You could probably get an evaluation license for Gurobi and evaluate them on a Mac Mini with an M1 that is available for rent online. This should at least give you an idea whether it is competitive when given more power and cooling. In general the machine learning hardware and the build in GPU (which if often counted in GigaFLOP numbers for the M1) won't be used by any solver. In general going with an AMD with more cores should be worth it as those kind of problems can easily exploit parallelism.

I wouldn't expect to have a good time using an M1 based laptop for OR. Mostly for software reasons.

  1. CPLEX
  2. Gurobi
  3. Recent Bug Fixes by Version - Gurobi

Attempts at Benchmarking

Since I don't have any indication what kind of MILP problems you want to solve I just took some really fast MILP problems and ran two open source MILP solver CBC and GLPK in this Benchmark script using Julia/JuMP.

------------------------------------------------------------

Task set>
**1)** List every optimization solver named in the post about running optimization solvers on an M1 Mac.
**2)** Continue the post about running optimization solvers on an M1 Mac, starting after its final sentence.

Entries supplied>

------------------------------------------------------------

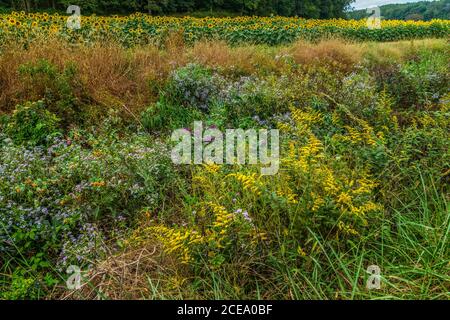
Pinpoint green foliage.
[0,0,351,18]
[347,0,450,21]
[5,101,60,145]
[18,59,86,127]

------------------------------------------------------------

Task-by-task results>
**1)** Gurobi, CPLEX, CBC, GLPK

**2)**
Run on a Intel(R) Core(TM) i5-8250U CPU inside a Lenovo L380 Yoga

I got a friend to compile GLPK for me (it is now available for everybody using Julia/JuMP on M1) and to attempt to run the benchmark on a MacBook Pro with an M1 however not the more complicated and dependency rich CBC.

While the GLPK compiled successfully JuMP uses closured run time generated functions for callbacks which are not supported on ARM. The issue in the Julia language is tracked here. Even if you use a platform independent programming language, the code base below you might use a hack for performance which is not cross platform. I haven't found anything whether Pyomo can call solvers in C on an M1. However other Python libraries have similar callback trouble with C code on M1.

Unless you are willing to compile solvers yourself, fight with commercial vendors and debug their code and in addition don't care about the comforts of high-level languages I would not recommend you to use an MacBook M1 for Operations Research. As Erling Andersen noted, it would be hard to even exploit the capabilities of an M1 chip due to lack of documentation.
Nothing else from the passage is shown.